(Beginning of Source passage)

Ask any gardener if they’d like their soil to be healthy and the answer will be an enthusiastic ‘yes’. But what does ‘healthy soil’ actually mean? Learning a little about what soil is and what’s in it is a good first step towards creating good soil in your garden. In turn, healthy soil can help to grow the healthiest vegetables, herbs and flowers. 

What is the Soil Food Web?

Soil is made up of inorganic material - sand and minerals - and organic matter: roots, decomposing leaves and plant matter. Healthy soil is also rich in a mind-boggling array of living creatures. The community of organisms living in the soil is called the ‘soil food web’. In decreasing order of size, it can include everything from mammals, worms, slugs and snails, spiders and insects to nematodes, protozoa, fungi and bacteria. Plant roots are also included in the soil food web.

Which Creatures Live in Soil?

One study found that just a handful of soil (about 200g) suitable for growing crops can contain a staggering number of organisms: 

  • about 5000 individual insects, spiders, worms and molluscs
  • 100,000 protozoa
  • 10,000 nematodes
  • 100,000 million bacteria (that’s 100,000,000,000 individual single-celled organisms!)
  • 50km of fungal filaments 

As well as all these living creatures, a handful of soil can contain an astounding length of plant roots - up to half a kilometer - mostly in the form of tiny root hairs.

This biodiversity is important because organisms in the soil provide food for larger creatures and help to cycle carbon and nitrogen. They also decompose organic matter to minerals and nutrients so plants can use them. As a general rule, the more diversity found in the soil food web, the healthier the soil and the plants that grow in it.

(End of Source passage)

Reproduce the part of the passage on soil from "One study found" up to and including "tiny root hairs.".

(Beginning of Information provided)

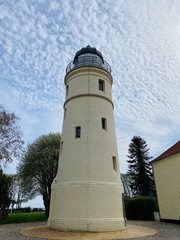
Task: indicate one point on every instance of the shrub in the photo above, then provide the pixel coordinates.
(25, 217)
(140, 208)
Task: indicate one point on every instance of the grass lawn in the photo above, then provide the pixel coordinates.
(25, 217)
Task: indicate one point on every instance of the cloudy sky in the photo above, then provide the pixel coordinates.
(140, 39)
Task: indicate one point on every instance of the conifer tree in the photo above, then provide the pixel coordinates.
(139, 168)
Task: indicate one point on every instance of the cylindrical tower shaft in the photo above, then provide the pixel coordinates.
(87, 191)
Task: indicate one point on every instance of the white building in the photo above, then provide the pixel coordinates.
(87, 191)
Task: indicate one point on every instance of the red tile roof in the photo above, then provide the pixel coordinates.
(172, 150)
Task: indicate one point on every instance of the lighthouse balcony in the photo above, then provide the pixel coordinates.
(86, 61)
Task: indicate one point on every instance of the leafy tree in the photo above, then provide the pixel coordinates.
(11, 143)
(38, 167)
(5, 197)
(125, 178)
(17, 194)
(139, 168)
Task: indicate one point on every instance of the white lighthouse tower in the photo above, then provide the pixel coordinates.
(87, 191)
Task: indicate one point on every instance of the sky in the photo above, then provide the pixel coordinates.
(140, 39)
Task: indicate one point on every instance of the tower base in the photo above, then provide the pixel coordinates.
(87, 225)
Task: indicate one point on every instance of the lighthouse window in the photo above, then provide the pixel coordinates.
(104, 123)
(78, 132)
(67, 90)
(114, 163)
(101, 85)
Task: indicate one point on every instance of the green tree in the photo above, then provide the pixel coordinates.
(139, 168)
(38, 167)
(11, 143)
(5, 197)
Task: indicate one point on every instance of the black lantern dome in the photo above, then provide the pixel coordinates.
(88, 57)
(87, 50)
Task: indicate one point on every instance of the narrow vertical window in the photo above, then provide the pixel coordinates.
(78, 132)
(67, 90)
(104, 123)
(114, 163)
(101, 85)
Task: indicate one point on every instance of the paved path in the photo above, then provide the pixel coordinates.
(166, 231)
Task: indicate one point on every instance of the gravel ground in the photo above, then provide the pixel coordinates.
(166, 231)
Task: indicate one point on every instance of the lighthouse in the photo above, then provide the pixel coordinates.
(87, 192)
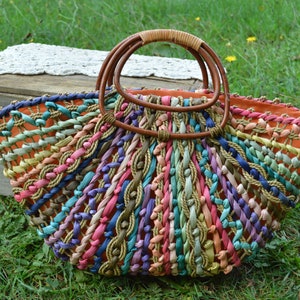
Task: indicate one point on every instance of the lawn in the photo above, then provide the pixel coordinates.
(258, 42)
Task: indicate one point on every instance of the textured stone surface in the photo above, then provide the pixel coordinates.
(32, 59)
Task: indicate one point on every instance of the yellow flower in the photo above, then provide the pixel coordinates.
(230, 58)
(251, 39)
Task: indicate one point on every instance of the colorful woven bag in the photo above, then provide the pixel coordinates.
(153, 182)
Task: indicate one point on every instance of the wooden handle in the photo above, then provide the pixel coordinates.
(114, 63)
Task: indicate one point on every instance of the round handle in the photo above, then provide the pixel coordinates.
(114, 63)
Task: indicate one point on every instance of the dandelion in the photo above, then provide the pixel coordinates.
(251, 39)
(230, 58)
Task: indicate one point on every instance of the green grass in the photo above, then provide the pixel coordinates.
(28, 270)
(269, 66)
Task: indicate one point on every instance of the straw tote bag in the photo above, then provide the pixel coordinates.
(154, 182)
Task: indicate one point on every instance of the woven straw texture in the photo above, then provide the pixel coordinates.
(116, 201)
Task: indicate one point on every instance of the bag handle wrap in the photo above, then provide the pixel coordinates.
(111, 69)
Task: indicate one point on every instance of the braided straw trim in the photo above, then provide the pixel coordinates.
(170, 35)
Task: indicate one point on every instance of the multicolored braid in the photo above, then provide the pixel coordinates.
(118, 202)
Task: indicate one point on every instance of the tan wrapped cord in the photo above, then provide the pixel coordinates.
(170, 35)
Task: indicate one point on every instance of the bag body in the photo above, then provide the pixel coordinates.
(153, 182)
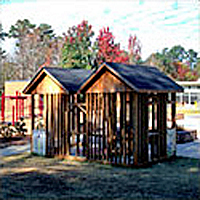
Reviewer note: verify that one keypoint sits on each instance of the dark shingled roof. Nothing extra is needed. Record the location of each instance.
(71, 79)
(68, 78)
(145, 77)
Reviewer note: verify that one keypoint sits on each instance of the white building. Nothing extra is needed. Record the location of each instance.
(191, 93)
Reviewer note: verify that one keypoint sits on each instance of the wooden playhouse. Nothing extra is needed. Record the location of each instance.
(117, 114)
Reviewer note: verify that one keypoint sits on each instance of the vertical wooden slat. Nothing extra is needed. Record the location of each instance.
(124, 129)
(136, 126)
(95, 121)
(121, 127)
(87, 125)
(107, 131)
(32, 119)
(114, 125)
(99, 125)
(146, 125)
(164, 126)
(130, 130)
(64, 123)
(47, 122)
(52, 128)
(76, 124)
(153, 114)
(62, 140)
(110, 128)
(104, 120)
(92, 124)
(173, 98)
(58, 124)
(159, 111)
(67, 101)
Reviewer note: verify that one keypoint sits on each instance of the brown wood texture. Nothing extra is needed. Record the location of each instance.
(108, 83)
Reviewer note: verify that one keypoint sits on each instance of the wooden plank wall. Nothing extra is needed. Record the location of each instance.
(110, 136)
(65, 135)
(116, 129)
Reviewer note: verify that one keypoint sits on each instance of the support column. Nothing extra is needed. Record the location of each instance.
(32, 119)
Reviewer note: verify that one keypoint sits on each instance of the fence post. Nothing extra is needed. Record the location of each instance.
(13, 115)
(17, 105)
(3, 107)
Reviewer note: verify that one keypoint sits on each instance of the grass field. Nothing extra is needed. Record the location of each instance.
(30, 177)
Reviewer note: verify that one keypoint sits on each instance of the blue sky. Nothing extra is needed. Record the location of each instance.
(157, 23)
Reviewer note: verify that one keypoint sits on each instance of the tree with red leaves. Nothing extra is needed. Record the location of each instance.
(77, 50)
(134, 48)
(107, 50)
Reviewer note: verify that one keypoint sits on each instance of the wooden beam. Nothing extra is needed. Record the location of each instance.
(32, 119)
(47, 122)
(87, 126)
(135, 127)
(173, 95)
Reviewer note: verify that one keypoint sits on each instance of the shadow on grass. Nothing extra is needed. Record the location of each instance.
(62, 179)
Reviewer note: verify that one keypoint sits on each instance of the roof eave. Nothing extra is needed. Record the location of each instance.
(26, 90)
(112, 71)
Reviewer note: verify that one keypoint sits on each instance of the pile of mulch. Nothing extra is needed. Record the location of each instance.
(15, 140)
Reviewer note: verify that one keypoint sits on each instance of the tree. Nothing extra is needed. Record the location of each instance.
(34, 45)
(134, 47)
(176, 62)
(3, 35)
(107, 50)
(184, 73)
(77, 50)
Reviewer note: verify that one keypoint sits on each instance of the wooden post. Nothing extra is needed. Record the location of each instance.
(47, 122)
(130, 130)
(32, 119)
(91, 124)
(87, 126)
(104, 120)
(159, 116)
(13, 115)
(3, 107)
(17, 106)
(135, 127)
(95, 120)
(173, 110)
(99, 125)
(107, 131)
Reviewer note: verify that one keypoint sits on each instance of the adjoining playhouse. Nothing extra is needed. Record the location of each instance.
(117, 114)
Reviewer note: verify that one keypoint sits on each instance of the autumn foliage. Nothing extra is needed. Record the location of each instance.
(108, 51)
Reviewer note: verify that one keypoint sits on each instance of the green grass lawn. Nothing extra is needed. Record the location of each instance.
(30, 177)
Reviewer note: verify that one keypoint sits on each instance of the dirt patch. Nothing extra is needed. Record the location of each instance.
(30, 177)
(16, 140)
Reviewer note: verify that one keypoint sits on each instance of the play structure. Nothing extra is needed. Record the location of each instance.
(117, 114)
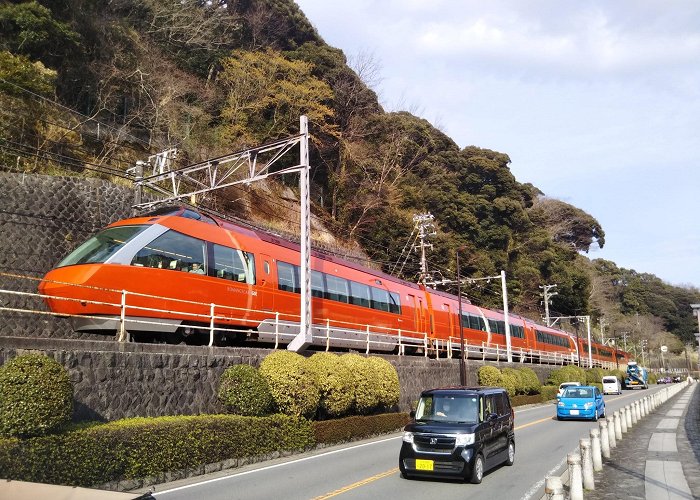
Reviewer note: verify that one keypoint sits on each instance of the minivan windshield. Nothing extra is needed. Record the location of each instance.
(578, 392)
(448, 408)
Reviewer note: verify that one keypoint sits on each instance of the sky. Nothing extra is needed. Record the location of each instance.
(596, 103)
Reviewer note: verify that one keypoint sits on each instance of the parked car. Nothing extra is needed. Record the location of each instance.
(585, 401)
(611, 385)
(458, 432)
(564, 385)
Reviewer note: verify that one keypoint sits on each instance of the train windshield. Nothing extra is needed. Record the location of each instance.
(101, 246)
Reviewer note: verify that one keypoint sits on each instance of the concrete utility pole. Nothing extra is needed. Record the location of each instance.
(509, 350)
(425, 227)
(696, 312)
(547, 299)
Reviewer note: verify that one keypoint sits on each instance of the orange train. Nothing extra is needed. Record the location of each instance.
(179, 274)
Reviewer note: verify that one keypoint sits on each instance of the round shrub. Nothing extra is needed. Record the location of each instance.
(515, 379)
(490, 376)
(292, 383)
(243, 391)
(568, 373)
(334, 381)
(387, 380)
(366, 392)
(36, 396)
(531, 382)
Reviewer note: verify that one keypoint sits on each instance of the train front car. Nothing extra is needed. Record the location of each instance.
(154, 274)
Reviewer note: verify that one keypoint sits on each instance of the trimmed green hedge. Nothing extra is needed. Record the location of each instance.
(292, 383)
(334, 380)
(36, 396)
(351, 428)
(549, 392)
(142, 447)
(243, 391)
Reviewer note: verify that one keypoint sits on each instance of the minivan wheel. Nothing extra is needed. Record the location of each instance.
(511, 453)
(477, 470)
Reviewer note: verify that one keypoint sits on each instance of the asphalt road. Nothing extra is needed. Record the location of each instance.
(369, 469)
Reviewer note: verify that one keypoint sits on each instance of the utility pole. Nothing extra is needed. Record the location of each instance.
(624, 339)
(426, 228)
(462, 364)
(547, 299)
(603, 324)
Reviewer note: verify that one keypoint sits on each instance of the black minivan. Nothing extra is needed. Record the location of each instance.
(458, 432)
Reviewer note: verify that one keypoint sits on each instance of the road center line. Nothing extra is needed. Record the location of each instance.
(358, 484)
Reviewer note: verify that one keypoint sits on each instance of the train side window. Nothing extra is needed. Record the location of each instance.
(380, 299)
(172, 250)
(234, 265)
(288, 277)
(394, 303)
(359, 294)
(337, 288)
(318, 287)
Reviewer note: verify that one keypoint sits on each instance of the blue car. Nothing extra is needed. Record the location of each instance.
(584, 401)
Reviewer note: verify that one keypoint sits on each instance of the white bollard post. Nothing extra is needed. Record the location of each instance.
(575, 479)
(618, 425)
(611, 433)
(553, 489)
(604, 439)
(629, 416)
(595, 450)
(586, 464)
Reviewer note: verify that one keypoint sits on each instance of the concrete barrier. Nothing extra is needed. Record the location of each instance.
(604, 438)
(589, 459)
(575, 476)
(618, 425)
(586, 463)
(553, 488)
(611, 433)
(596, 455)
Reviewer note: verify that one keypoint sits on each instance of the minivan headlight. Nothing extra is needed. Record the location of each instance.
(464, 439)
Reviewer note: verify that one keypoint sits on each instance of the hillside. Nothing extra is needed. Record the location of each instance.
(89, 88)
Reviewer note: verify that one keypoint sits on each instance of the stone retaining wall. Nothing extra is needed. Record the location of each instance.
(113, 380)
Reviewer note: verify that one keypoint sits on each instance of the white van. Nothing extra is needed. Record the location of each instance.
(611, 385)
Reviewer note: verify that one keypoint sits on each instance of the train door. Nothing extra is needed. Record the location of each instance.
(266, 281)
(450, 323)
(416, 327)
(421, 316)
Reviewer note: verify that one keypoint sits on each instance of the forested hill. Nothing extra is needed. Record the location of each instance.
(88, 88)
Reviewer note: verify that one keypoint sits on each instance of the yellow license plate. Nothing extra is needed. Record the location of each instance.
(424, 464)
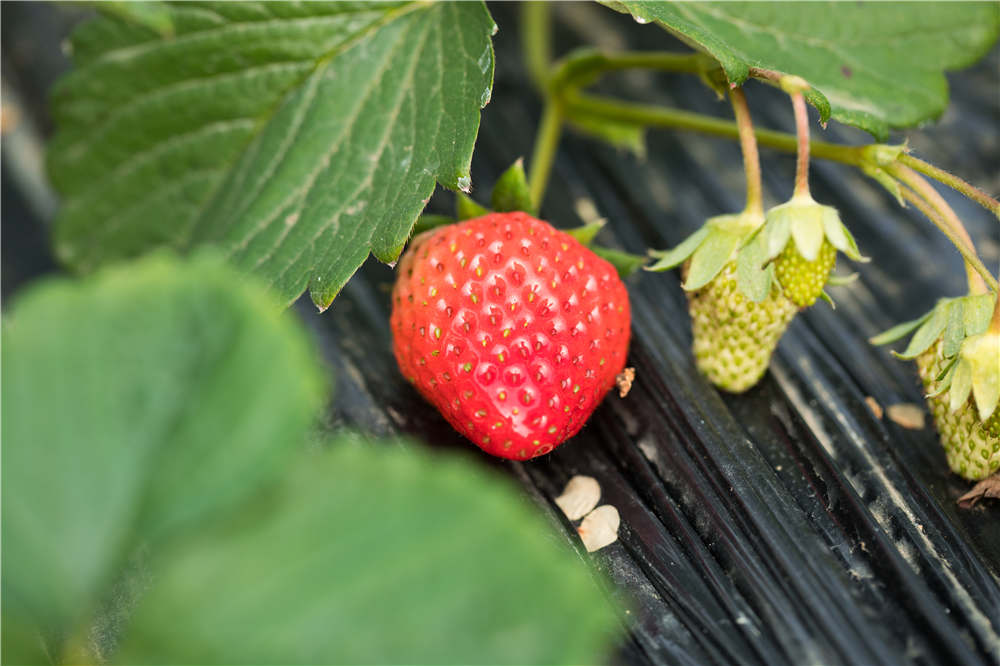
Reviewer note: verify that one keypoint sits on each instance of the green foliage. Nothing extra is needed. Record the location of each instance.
(375, 556)
(170, 422)
(162, 370)
(871, 65)
(296, 137)
(511, 191)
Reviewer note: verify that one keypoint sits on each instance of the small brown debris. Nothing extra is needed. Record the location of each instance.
(600, 528)
(579, 497)
(624, 381)
(988, 488)
(874, 406)
(907, 414)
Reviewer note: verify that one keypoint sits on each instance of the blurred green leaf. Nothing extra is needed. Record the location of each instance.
(511, 191)
(585, 234)
(376, 555)
(149, 13)
(141, 401)
(298, 137)
(872, 65)
(466, 208)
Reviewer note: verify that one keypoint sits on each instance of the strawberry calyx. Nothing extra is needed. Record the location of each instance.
(710, 248)
(969, 351)
(801, 237)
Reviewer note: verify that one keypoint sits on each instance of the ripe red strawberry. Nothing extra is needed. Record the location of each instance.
(512, 329)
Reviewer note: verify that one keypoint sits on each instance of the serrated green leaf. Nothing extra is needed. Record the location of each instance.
(511, 191)
(778, 230)
(954, 330)
(376, 555)
(808, 233)
(429, 221)
(899, 330)
(185, 368)
(466, 207)
(297, 137)
(978, 310)
(981, 354)
(585, 234)
(929, 332)
(624, 263)
(673, 257)
(153, 15)
(879, 65)
(710, 257)
(753, 278)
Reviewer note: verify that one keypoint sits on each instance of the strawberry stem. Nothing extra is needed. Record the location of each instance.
(975, 270)
(952, 181)
(802, 131)
(751, 159)
(536, 42)
(546, 143)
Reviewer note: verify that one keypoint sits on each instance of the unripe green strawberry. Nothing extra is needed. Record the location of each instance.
(972, 447)
(511, 328)
(734, 337)
(803, 280)
(802, 238)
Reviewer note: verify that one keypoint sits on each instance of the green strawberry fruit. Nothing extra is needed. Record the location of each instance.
(803, 280)
(734, 336)
(802, 237)
(971, 445)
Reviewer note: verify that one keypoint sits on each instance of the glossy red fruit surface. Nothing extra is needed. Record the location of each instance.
(511, 328)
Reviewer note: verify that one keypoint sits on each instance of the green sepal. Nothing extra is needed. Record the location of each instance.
(466, 208)
(899, 330)
(808, 232)
(808, 223)
(981, 354)
(710, 258)
(954, 330)
(928, 332)
(624, 263)
(977, 314)
(961, 385)
(585, 234)
(752, 277)
(429, 221)
(675, 257)
(511, 191)
(778, 231)
(842, 280)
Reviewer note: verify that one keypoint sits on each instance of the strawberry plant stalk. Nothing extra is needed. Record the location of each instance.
(751, 158)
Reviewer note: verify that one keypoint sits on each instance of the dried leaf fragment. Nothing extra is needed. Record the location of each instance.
(623, 380)
(600, 528)
(579, 497)
(907, 414)
(874, 407)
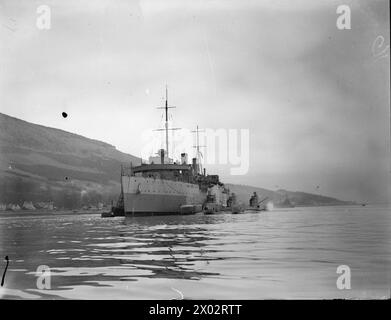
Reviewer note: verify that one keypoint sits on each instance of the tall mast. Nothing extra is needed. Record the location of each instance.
(167, 122)
(197, 146)
(166, 107)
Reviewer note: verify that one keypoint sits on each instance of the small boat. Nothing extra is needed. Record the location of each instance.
(255, 205)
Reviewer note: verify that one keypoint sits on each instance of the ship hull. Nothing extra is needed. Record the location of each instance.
(148, 196)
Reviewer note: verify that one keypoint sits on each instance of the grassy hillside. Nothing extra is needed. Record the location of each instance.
(38, 163)
(281, 198)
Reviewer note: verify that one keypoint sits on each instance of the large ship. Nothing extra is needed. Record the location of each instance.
(163, 186)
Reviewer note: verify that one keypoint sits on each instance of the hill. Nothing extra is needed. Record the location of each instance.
(285, 198)
(39, 163)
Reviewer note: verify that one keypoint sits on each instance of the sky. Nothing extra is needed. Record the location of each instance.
(314, 99)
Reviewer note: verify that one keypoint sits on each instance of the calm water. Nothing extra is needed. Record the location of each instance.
(287, 253)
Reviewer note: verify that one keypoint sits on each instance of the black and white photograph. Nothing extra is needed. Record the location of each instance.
(195, 150)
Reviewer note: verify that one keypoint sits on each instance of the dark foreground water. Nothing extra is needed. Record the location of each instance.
(287, 253)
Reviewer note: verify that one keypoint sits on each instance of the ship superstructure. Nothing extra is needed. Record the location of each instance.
(163, 186)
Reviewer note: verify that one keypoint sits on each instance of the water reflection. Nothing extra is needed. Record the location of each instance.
(283, 254)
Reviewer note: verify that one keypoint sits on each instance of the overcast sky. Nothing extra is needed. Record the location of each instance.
(315, 98)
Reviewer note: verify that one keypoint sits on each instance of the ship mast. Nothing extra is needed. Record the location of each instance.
(166, 124)
(197, 146)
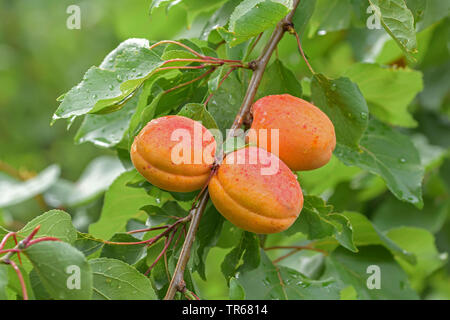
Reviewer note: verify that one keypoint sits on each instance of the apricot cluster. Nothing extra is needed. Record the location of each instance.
(254, 187)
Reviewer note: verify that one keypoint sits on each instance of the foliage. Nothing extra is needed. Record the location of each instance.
(382, 200)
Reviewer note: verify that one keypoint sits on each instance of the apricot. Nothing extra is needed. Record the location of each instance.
(306, 135)
(174, 153)
(256, 191)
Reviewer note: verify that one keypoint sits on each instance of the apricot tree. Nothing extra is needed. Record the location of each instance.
(336, 157)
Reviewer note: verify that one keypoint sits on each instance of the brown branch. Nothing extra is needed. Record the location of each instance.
(197, 212)
(299, 44)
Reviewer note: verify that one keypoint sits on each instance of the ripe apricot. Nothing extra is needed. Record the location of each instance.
(174, 153)
(306, 134)
(256, 191)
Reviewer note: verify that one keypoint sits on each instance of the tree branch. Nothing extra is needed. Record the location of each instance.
(258, 66)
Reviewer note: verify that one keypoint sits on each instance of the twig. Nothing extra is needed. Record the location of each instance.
(191, 81)
(220, 84)
(163, 251)
(259, 67)
(20, 276)
(292, 31)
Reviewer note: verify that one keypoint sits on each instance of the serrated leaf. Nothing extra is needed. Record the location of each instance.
(104, 88)
(236, 290)
(96, 178)
(251, 17)
(398, 21)
(207, 236)
(226, 102)
(269, 281)
(278, 79)
(116, 280)
(365, 234)
(348, 268)
(387, 91)
(127, 253)
(248, 250)
(53, 223)
(391, 155)
(107, 130)
(317, 221)
(60, 266)
(303, 14)
(198, 112)
(344, 104)
(13, 192)
(121, 203)
(422, 244)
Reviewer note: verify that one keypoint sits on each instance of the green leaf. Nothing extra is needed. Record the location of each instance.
(422, 244)
(348, 268)
(198, 112)
(248, 250)
(107, 130)
(13, 192)
(104, 88)
(62, 269)
(54, 223)
(14, 282)
(348, 293)
(388, 91)
(268, 281)
(398, 21)
(317, 221)
(365, 234)
(302, 15)
(278, 79)
(329, 16)
(121, 203)
(126, 253)
(236, 290)
(219, 18)
(251, 17)
(344, 104)
(207, 236)
(3, 281)
(226, 102)
(116, 280)
(96, 178)
(391, 155)
(393, 213)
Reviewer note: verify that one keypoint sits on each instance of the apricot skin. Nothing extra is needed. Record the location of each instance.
(254, 202)
(306, 134)
(151, 154)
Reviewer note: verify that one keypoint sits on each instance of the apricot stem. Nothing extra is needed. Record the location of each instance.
(220, 83)
(197, 211)
(191, 81)
(292, 30)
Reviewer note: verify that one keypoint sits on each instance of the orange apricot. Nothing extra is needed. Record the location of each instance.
(174, 153)
(256, 191)
(306, 137)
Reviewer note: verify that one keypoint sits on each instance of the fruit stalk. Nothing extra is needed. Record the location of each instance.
(258, 66)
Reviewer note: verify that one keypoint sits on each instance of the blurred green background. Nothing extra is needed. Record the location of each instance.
(40, 58)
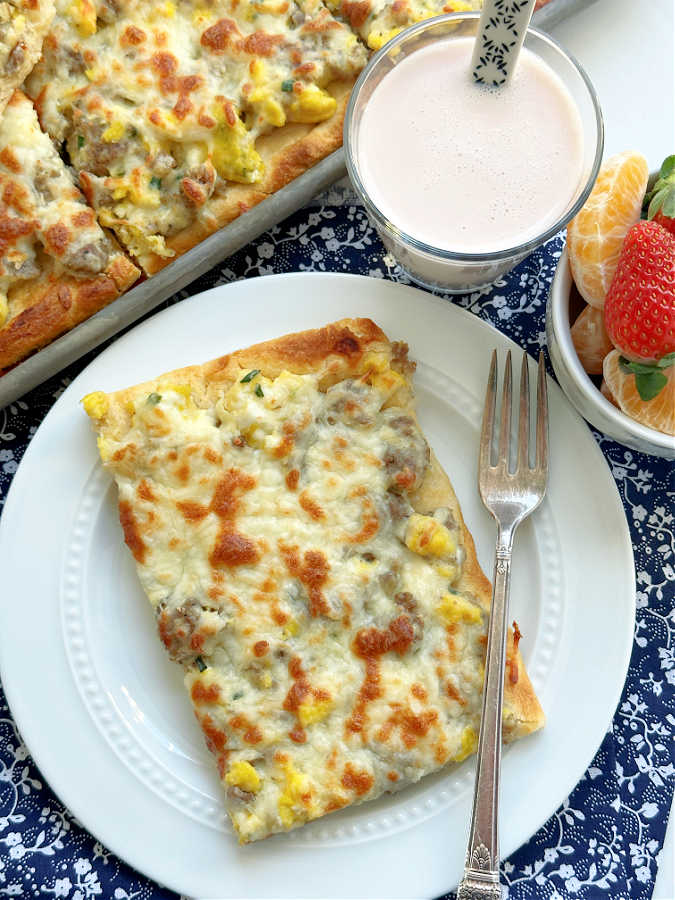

(End of Information provided)

Worked solution -
One study found that just a handful of soil (about 200g) suitable for growing crops can contain a staggering number of organisms: 

  • about 5000 individual insects, spiders, worms and molluscs
  • 100,000 protozoa
  • 10,000 nematodes
  • 100,000 million bacteria (that’s 100,000,000,000 individual single-celled organisms!)
  • 50km of fungal filaments 

As well as all these living creatures, a handful of soil can contain an astounding length of plant roots - up to half a kilometer - mostly in the form of tiny root hairs.